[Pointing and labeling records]
- - - - - - -
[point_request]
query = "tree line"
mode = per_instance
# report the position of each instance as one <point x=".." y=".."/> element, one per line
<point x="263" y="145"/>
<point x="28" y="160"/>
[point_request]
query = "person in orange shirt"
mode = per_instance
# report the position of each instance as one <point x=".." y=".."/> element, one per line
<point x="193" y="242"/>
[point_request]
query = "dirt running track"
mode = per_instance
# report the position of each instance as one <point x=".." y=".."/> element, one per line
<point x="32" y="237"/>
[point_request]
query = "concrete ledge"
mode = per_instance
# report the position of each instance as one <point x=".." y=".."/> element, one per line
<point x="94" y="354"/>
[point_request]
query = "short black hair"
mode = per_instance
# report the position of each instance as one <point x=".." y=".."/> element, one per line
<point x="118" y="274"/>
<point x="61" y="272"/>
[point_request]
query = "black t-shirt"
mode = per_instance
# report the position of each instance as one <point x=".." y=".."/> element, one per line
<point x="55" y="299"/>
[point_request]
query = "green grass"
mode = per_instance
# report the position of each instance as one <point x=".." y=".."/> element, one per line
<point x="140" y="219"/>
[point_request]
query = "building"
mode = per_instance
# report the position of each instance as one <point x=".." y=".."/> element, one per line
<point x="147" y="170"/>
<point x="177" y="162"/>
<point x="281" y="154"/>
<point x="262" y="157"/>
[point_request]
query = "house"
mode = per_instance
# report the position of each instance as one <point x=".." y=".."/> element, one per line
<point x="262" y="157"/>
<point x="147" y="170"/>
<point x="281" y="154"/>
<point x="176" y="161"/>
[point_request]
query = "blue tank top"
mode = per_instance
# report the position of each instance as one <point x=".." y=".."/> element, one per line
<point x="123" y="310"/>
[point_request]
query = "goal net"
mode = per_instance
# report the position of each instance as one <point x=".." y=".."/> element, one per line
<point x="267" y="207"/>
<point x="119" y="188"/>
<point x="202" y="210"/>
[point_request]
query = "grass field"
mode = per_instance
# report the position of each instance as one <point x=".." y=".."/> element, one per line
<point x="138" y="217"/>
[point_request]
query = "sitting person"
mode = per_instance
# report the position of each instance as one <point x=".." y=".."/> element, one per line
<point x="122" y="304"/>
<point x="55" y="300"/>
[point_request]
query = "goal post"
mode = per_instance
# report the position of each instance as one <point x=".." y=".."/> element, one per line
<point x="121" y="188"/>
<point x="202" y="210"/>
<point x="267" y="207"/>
- - - - - - -
Locate each line in the records that includes the word "black", and copy those lines.

Full solution ::
query = "short black hair"
query = "black t-shirt"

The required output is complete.